- **WHAT IS BEING ASKED**:
Copy all of the records word for word.

Start of THE DATA

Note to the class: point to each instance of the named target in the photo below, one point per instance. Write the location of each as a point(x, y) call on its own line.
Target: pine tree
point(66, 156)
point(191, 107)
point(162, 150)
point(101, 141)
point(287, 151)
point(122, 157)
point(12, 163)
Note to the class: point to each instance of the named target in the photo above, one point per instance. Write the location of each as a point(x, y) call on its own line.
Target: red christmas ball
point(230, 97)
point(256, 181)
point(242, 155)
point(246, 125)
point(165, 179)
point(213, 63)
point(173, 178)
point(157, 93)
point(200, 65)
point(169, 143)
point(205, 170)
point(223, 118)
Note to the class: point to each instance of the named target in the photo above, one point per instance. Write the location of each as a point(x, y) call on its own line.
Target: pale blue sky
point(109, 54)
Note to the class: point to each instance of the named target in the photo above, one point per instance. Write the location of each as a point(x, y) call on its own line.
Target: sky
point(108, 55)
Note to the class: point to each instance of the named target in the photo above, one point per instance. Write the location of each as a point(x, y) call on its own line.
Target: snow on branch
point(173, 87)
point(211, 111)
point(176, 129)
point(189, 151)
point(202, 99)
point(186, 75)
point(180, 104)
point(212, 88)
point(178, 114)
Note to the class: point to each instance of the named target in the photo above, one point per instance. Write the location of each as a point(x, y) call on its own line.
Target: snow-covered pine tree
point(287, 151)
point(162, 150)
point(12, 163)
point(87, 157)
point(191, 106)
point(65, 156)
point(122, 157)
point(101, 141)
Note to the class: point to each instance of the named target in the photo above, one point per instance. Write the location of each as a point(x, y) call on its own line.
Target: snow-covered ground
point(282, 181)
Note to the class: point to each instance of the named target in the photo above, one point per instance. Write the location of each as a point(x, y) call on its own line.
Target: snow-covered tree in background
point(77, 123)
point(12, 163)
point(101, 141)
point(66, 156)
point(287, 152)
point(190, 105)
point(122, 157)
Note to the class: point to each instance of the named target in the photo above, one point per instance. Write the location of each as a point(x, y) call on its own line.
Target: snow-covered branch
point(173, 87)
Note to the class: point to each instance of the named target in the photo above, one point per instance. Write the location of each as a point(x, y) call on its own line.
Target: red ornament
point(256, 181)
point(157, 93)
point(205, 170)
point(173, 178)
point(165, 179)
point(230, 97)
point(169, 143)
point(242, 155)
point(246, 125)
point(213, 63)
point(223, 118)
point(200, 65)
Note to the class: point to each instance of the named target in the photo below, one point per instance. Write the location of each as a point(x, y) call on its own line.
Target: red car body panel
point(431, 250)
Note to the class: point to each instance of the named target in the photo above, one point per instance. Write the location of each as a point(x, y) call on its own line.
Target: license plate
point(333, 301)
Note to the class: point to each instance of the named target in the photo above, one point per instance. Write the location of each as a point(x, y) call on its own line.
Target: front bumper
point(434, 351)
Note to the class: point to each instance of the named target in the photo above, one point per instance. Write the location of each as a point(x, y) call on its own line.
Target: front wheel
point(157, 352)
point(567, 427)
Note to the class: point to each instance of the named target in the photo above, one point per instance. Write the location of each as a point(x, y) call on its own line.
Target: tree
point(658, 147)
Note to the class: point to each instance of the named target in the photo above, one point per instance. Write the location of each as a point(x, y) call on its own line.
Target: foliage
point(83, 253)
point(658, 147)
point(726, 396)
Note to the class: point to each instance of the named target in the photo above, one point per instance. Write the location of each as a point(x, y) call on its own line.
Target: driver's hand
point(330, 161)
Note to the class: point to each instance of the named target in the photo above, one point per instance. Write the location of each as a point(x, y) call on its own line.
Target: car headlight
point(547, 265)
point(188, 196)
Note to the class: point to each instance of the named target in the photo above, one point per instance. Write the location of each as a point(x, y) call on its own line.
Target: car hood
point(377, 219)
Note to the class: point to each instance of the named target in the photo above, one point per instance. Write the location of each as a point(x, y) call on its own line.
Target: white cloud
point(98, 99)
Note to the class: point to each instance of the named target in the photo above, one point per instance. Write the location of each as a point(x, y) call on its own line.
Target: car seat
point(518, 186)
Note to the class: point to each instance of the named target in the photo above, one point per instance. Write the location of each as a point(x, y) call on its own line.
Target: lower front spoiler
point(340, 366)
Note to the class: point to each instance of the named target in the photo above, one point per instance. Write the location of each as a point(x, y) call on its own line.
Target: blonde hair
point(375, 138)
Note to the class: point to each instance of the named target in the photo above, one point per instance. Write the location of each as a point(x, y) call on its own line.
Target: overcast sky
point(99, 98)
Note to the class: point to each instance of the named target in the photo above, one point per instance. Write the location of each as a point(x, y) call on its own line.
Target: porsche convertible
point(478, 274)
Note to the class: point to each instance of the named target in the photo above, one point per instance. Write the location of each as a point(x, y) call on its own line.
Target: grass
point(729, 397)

End of THE DATA

- **ANSWER SPACE**:
Note to the class: point to each instance of the named target in the photo below, one point per instance. Write the location of each as a point(x, y) call on its own line.
Target: pine tree
point(66, 156)
point(191, 107)
point(162, 150)
point(101, 141)
point(287, 151)
point(122, 157)
point(12, 163)
Note to the class: point to each instance of the named target in the photo above, one point per instance. Write the location of each as a point(x, y) call on its own line.
Target: red christmas ball
point(230, 97)
point(256, 181)
point(242, 155)
point(246, 125)
point(165, 179)
point(213, 63)
point(173, 178)
point(157, 93)
point(200, 65)
point(169, 143)
point(205, 170)
point(223, 118)
Note to the class: point to each instance of the named target in the photo above, one point per instance. Write the location of each as a point(x, y) call on its own line.
Target: pale blue sky
point(109, 54)
Note to the class: point to each instance of the named target in the photo above, one point per instance. Write the location of each as a point(x, y) call on its own line.
Target: sky
point(108, 55)
Note to the class: point to each instance of the named target in the photo above, one point per instance. Write the location of each as a point(x, y) call on its own line.
Target: snow on branch
point(173, 87)
point(211, 111)
point(176, 129)
point(189, 151)
point(202, 99)
point(186, 75)
point(180, 104)
point(212, 88)
point(178, 114)
Note to the class: point to each instance of the named target in the photo above, one point per instance. Write the location of each as a point(x, y) call on its own line.
Target: snow-covered pine tree
point(287, 151)
point(162, 150)
point(12, 163)
point(87, 157)
point(191, 106)
point(65, 156)
point(122, 157)
point(101, 141)
Note to the class: point to each instance of the named target in the photo above, one point per instance. Write the location of each as a point(x, y) call on its own line.
Target: snow-covered ground
point(282, 181)
Note to the class: point to each instance of the named target in the photo above, one point per instance. Write the location of each as a point(x, y) call on its own line.
Target: snow-covered tree in background
point(77, 123)
point(12, 163)
point(101, 141)
point(66, 156)
point(287, 152)
point(190, 105)
point(122, 157)
Note to the class: point to each instance of the named target in the photo above, one point per instance. Write the location of each as a point(x, y) call on its own line.
Target: snow-covered branch
point(173, 87)
Note to the class: point to each instance of the named target in the photo above, one point per instance. Write the location of each as a point(x, y) call on its own line.
Target: red ornament
point(256, 181)
point(157, 93)
point(205, 170)
point(173, 178)
point(165, 179)
point(230, 97)
point(169, 143)
point(242, 155)
point(246, 125)
point(213, 63)
point(223, 118)
point(200, 65)
Note to the class: point to each instance of the named target in the photo below, one point per instance. Write the location of each as a point(x, y) call on its own line.
Target: red car body panel
point(431, 250)
Note to the class: point to each instance of the named target in the photo above, one point per instance. Write the location of each as a point(x, y) call on its own line.
Target: license plate
point(333, 301)
Note to the class: point to each instance of the named target in the photo above, one point per instance. Write the location of each as a point(x, y) call on its own line.
Target: front bumper
point(434, 351)
Note to the class: point to each instance of the named target in the photo above, one point per instance. Write the location of each as a point(x, y) call on its own line.
Target: front wheel
point(157, 352)
point(567, 427)
Note to the class: point to each instance of the named target in the photo above, one point per instance. Write the location of each as a point(x, y) call on its own line.
Target: tree
point(658, 147)
Note to the class: point to each instance of the named target in the photo above, one point per instance. Write the location of each as a point(x, y) call on its own line.
Target: foliage
point(83, 253)
point(658, 147)
point(726, 396)
Note to the class: point to each instance of the named target in the photo above, one point per instance. Write the location of each as a point(x, y) call on its own line.
Target: driver's hand
point(330, 161)
Note to the class: point to each instance of the named target in the photo above, one point per instance. Write the location of each as a point(x, y) call on its own line.
Target: car headlight
point(547, 265)
point(188, 196)
Note to the class: point to each instance of the named target in the photo above, one point per instance. Write the location of each as a point(x, y) call on its own line.
Target: car hood
point(377, 219)
Note to the class: point to each instance of the named target in the photo above, one point per instance. Write the location of each as a point(x, y) call on its own line.
Target: white cloud
point(98, 99)
Note to the class: point to each instance of the named target in the photo above, one point per instance. Write the location of each as a point(x, y) call on its own line.
Target: car seat
point(518, 186)
Note to the class: point to each instance of the named target in the photo above, one point per instance. Write the location of each as a point(x, y) call on its own line.
Target: lower front spoiler
point(340, 366)
Note to the class: point to each instance of the named target in the photo above, one point per instance. Write the location of each as a point(x, y) call on its own line.
Target: blonde hair
point(375, 138)
Note to the class: point to each instance of the named target in the photo above, one point per instance. Write the location of each as a point(x, y) call on its own line.
Target: overcast sky
point(99, 98)
Note to the class: point to each instance of the named target in the photo above, one point per instance. Write the location of each as a point(x, y) call on its own line.
Target: porsche convertible
point(478, 274)
Note to the class: point to each instance of the named target in the photo above, one point per instance. Write the location of each as a point(x, y) call on its own line.
Target: grass
point(729, 397)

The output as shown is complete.